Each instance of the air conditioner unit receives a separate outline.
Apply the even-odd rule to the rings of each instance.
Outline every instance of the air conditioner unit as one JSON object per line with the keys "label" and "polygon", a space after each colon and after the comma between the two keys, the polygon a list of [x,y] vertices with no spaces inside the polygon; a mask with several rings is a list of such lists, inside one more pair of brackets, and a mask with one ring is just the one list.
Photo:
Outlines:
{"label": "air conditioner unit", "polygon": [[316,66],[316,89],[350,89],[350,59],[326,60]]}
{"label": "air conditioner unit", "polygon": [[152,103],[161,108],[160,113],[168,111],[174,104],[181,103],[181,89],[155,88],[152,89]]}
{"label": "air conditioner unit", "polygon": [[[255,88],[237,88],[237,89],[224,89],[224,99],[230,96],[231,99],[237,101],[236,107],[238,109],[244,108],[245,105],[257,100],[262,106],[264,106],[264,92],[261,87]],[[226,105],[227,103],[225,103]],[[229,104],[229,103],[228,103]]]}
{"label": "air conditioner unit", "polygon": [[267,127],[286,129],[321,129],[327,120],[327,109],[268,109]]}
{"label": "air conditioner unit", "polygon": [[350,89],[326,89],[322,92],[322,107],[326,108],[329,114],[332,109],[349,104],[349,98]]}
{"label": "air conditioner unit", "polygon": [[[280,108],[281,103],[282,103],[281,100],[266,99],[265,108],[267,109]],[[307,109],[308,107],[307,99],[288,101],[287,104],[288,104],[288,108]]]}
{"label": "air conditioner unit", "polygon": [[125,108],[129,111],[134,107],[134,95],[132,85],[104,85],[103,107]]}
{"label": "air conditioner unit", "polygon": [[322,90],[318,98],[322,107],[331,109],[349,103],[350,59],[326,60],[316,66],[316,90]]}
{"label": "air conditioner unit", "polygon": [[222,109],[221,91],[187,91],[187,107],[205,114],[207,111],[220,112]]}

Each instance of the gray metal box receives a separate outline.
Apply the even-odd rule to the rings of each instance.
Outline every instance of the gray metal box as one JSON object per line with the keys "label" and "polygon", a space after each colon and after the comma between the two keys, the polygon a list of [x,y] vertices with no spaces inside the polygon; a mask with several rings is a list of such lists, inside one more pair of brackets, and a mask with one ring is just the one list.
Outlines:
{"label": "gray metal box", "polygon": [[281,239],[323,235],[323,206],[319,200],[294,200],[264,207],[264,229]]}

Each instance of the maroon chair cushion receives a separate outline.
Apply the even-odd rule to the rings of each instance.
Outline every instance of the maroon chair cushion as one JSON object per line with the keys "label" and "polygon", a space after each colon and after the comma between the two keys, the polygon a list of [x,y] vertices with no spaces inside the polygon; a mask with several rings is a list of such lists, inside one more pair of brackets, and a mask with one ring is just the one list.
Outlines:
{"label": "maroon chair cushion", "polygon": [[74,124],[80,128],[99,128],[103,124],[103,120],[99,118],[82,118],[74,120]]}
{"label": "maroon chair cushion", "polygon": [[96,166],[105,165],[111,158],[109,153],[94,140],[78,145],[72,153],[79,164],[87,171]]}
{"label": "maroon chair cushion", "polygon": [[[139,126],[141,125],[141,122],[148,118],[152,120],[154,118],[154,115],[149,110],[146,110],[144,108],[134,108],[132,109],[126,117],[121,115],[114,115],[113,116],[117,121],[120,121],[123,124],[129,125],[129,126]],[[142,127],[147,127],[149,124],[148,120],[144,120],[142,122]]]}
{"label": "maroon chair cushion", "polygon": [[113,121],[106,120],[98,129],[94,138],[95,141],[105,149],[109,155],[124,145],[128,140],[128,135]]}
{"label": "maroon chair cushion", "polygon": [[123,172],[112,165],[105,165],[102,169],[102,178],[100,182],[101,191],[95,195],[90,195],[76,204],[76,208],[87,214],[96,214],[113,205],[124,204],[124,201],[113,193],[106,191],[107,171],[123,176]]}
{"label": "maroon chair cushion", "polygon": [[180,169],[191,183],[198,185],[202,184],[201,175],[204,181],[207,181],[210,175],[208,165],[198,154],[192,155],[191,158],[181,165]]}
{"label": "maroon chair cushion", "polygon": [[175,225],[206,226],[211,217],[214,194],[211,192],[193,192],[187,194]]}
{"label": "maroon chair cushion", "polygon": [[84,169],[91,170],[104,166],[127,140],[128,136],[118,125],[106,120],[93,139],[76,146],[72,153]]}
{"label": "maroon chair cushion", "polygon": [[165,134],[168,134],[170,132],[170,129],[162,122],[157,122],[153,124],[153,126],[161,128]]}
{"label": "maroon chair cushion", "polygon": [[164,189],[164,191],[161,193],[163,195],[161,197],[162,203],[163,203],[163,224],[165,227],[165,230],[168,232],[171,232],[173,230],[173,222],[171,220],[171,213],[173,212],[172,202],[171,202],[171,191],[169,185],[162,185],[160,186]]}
┄┄┄┄┄┄
Return each line of the records that contains the string "separate". Letter case must match.

--- Completed exercise ---
Each instance of the air conditioner unit receives a separate outline.
Each instance of the gray metal box receives a separate outline.
Each instance of the maroon chair cushion receives a separate outline.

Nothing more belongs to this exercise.